Extract —
**********
History Revisited

The hullabaloo swirling around the plebiscite on same sex marriage and the dire consequences envisaged by some if it becomes law, is reminiscent of the overwrought situation in Australia in 1984 when the Federal Sex Discrimination Act was being debated in Parliament.

By 1984, three countries with which Australia identifies most closely, culturally and historically, had all implemented legislation at the national level to prohibit discrimination based on gender and other attributes – the USA in 1964; the UK in 1975 and Canada in 1977. For the most part this legislation had been long accepted in those countries and regarded as positive and beneficial, causing no significant upheaval or social dislocation.

Yet the prospect of passing Commonwealth legislation in Australia to protect the rights of women in the workplace and in other areas of public life evoked an extraordinarily heated response amongst some sections of the public and representatives in Parliament.
**********
Records provided —

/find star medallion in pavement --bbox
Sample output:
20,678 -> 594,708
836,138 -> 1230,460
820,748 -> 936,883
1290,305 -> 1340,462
**********
Questions on the material —
#1 According to the extract on the 1984 Sex Discrimination Act debate, in which year did Canada put national legislation against gender discrimination in place?
#2 Continue the extract on the 1984 Sex Discrimination Act debate, picking up after its last sentence.

Answers to the tasks —
#1 1977

#2
One angry senator declared that the legislation would change nothing as “men are by nature more likely to be leaders, providers and protectors”. A member of the House of Representatives considered that the legislation will “be destructive of fundamental rights and freedoms”.

Today, hardly anyone questions the principles underlying the Sex Discrimination Actor the need for it and the main criticisms are that it does not go far enough.

As the plebiscite gets underway, Australia again finds itself following the lead vis a vis the main English-speaking democratic countries with the USA, UK  New Zealand and Canada (not to mention another 20 countries) all having recognised same sex marriage and Australia facing a debate on the issue which sometimes borders on the vitriolic.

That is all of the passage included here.